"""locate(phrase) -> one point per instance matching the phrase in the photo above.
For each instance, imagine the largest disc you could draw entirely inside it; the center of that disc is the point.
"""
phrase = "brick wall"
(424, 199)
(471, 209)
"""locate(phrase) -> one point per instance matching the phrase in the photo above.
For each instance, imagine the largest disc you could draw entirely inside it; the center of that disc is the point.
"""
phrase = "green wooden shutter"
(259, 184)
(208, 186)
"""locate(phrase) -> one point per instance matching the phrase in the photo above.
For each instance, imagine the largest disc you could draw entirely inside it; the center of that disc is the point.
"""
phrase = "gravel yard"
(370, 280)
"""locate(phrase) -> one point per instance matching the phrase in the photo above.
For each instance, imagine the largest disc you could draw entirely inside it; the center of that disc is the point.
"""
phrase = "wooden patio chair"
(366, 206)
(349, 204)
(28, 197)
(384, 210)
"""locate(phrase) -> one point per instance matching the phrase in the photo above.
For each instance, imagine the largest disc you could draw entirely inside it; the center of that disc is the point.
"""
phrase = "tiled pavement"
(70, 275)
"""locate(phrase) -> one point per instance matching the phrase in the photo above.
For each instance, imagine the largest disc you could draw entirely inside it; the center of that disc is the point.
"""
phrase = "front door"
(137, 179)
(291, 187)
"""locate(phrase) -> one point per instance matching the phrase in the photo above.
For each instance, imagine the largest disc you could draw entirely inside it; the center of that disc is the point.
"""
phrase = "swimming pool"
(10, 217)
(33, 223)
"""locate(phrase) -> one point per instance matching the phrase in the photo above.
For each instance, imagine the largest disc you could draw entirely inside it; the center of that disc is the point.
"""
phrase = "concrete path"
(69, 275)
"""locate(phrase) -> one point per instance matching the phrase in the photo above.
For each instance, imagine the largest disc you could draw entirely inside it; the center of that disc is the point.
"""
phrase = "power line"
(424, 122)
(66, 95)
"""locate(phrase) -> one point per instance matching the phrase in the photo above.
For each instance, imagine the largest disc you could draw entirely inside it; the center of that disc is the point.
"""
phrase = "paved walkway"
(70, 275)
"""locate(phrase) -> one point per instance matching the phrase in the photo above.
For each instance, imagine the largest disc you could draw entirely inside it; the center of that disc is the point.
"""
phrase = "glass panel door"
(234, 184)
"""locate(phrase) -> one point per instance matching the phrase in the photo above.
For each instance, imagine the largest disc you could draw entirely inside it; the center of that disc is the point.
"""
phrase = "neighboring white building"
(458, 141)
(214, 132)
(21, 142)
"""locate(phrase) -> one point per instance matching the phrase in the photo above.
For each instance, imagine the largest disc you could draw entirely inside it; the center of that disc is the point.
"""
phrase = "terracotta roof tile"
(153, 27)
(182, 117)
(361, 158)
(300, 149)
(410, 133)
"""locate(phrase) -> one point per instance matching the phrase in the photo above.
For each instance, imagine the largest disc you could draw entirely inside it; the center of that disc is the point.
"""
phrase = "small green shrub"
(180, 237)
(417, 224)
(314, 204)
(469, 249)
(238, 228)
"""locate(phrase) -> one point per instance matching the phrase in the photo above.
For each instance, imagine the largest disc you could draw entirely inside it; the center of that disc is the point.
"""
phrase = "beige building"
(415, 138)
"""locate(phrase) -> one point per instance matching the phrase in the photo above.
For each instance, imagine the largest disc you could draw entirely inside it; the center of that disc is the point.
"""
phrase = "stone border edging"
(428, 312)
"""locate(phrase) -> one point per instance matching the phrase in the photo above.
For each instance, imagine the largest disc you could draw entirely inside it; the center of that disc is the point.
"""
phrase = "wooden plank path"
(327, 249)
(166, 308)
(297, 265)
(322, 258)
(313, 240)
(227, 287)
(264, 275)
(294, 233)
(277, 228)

> WORK TASK: Once more, write out all of the entries above exactly.

> WRITTEN RESPONSE:
"""locate(phrase) -> one point per instance matching the phrase in the photo above.
For each instance, imagine the largest disc you could draw entirely inside it; the center of that disc is the point.
"""
phrase = "brick wall"
(424, 199)
(471, 209)
"""locate(phrase) -> one point per instance matching the phrase in the photo above.
For each instance, imagine the largest disc you could draw entirely inside it; the center of that disc is the point.
"""
phrase = "green wooden shutter"
(259, 184)
(208, 186)
"""locate(phrase) -> one point per instance matching the phrase in the photo above.
For each instance, imagine the largest disc you could draw entirely inside it; the center of that disc is the point.
"""
phrase = "gravel yard"
(370, 280)
"""locate(phrase) -> one point per instance matching the phrase in the photo above.
For each instance, imagine the largest disc you could draw entirely inside it; the center of that disc is the point.
"""
phrase = "wooden patio chair"
(366, 206)
(349, 204)
(28, 197)
(384, 210)
"""locate(phrase) -> one point per instance matching the phrase in the photo above.
For each instance, imagine the largest disc you could draw entirely inside it; the center of that disc is the point.
"""
phrase = "tiled pavement"
(70, 275)
"""locate(phrase) -> one point per instance matching the phrase in the photo above.
For each instance, imagine the largest disc you could draw entirely inside it; the center of that disc is the point.
"""
phrase = "front door"
(137, 179)
(291, 187)
"""locate(phrase) -> one point per instance matching the phrase in the photo above.
For each instance, imagine the largest disc you could draw entirely inside it; the center of that disc is the point.
"""
phrase = "swimming pool"
(10, 217)
(33, 223)
"""locate(phrase) -> one point per instance matching the phrase in the photo above.
For each instance, imagine the largest disc you could draw entirely inside it; the center of that disc is the point.
"""
phrase = "concrete path"
(69, 275)
"""locate(phrase) -> one point per instance matching the phrase in the photo above.
For each instance, imagine the largest disc you could draw entirely inside it; the center of that disc is the point.
"""
phrase = "power line"
(424, 122)
(66, 95)
"""locate(phrase) -> one point per instance matching the phrase in the photo above.
For each instance, imagine the largest disc you could draw entirely inside it; the center of that disc is the point.
"""
phrase = "paved walkway"
(70, 275)
"""locate(phrase) -> one point per instance matching the phrase in the photo above.
For each instance, imagine the largest disc you could draw entirely inside it; the center of that disc is the point.
"""
phrase = "glass panel door"
(234, 184)
"""locate(phrase) -> one point per instance matching the phrase in the photo above.
For each instance, imagine the largest disc you could draw entirely inside it; the center of that disc is the point.
"""
phrase = "neighboring white building"
(458, 141)
(214, 132)
(21, 142)
"""locate(phrase) -> one point per instance matching the phrase in the photo above.
For each instance, imagine the largest disc you could draw entirely inside it; the center of that disc is the point.
"""
phrase = "terracotta roof tile"
(153, 27)
(182, 117)
(361, 158)
(300, 149)
(410, 133)
"""locate(phrase) -> one point per instance matching the phrase in the photo above.
For each instance, imagine the largest disc you could draw entirely inside it; the center of that disc is the point.
"""
phrase = "small green shrub"
(180, 237)
(417, 224)
(314, 204)
(469, 249)
(238, 228)
"""locate(phrase) -> one point per instance matching the phrase in the photo above.
For each instance, imagine the largest disc you could draw entirely inside it; the center of that disc is the point.
"""
phrase = "beige building"
(415, 138)
"""locate(phrase) -> one point per instance matching the phrase in the photo above.
For each instance, imagine the largest disc you could draw entirely inside it; the center of that disc is the point.
"""
phrase = "stone border edging"
(428, 312)
"""locate(phrase) -> one point per instance matching the phrase in the photo above.
For each instance, imagine the largest disc you could draw entirely inside it; the center of that disc is the point.
"""
phrase = "wooden plank path"
(327, 249)
(166, 308)
(297, 265)
(322, 258)
(313, 240)
(227, 287)
(264, 275)
(294, 233)
(277, 228)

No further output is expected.